**MATERIAL FOR THE TASK:**
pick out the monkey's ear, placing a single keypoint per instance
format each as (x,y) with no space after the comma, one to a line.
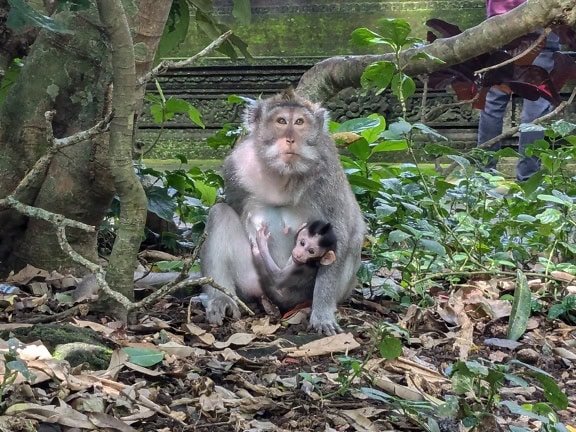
(252,114)
(322,117)
(328,258)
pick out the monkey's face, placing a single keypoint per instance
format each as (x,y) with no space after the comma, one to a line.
(307,248)
(289,138)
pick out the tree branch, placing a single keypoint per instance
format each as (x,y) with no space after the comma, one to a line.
(328,77)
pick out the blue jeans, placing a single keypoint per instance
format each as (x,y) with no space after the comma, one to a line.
(492,118)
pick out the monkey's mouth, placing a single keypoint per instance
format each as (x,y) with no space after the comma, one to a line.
(289,156)
(297,260)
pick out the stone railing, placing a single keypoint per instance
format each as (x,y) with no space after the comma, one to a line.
(207,87)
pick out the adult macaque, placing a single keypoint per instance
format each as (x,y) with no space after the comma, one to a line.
(285,172)
(293,284)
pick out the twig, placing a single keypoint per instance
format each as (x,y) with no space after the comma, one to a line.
(450,105)
(169,64)
(484,272)
(515,129)
(537,42)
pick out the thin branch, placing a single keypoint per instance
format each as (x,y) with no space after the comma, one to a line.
(527,51)
(170,64)
(562,106)
(450,105)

**YOUR ASSIGNMENT:**
Quote all the lines above exactly as given. Do not include the pictures.

**YOUR RESPONSE:**
pick out the monkey's ear, placing a single keypoint per instance
format each as (x,y) with no space after the comma, one to a line.
(252,114)
(322,117)
(328,258)
pick out the monkey's face, placing a single keypoint per instance
format each as (x,y) with no space after the comma, one to a line.
(307,248)
(289,138)
pick out the tree branch, placing a single keypoint per instance
format each as (x,y) with no space after the comma, one to a line.
(328,77)
pick out the blue jeans, placing a single keypoint per instance
format each as (x,y) with no space after the comma, one to a line.
(492,118)
pick out the monkey's mouth, placing a single keypoint per instance
format each as (x,y) with no space after the comma, one to a line.
(289,156)
(297,260)
pick out the stone railing, placing a single keypoint per instance
format each as (x,y) with no space after the comma, one to a line.
(207,87)
pick out the adult macaque, placing a single keypoint per instance
format each as (x,y) with no space after the comma, one to a line.
(285,172)
(293,284)
pick out the twig, placing a single keypoint per instance
format each as (x,y) with no space after the comma, one to a line.
(450,105)
(169,64)
(484,272)
(515,129)
(537,42)
pick out the thin branch, placing a single keypoint per instance
format each as (x,y) with no space after the comma, one to a line.
(527,51)
(170,64)
(562,106)
(450,105)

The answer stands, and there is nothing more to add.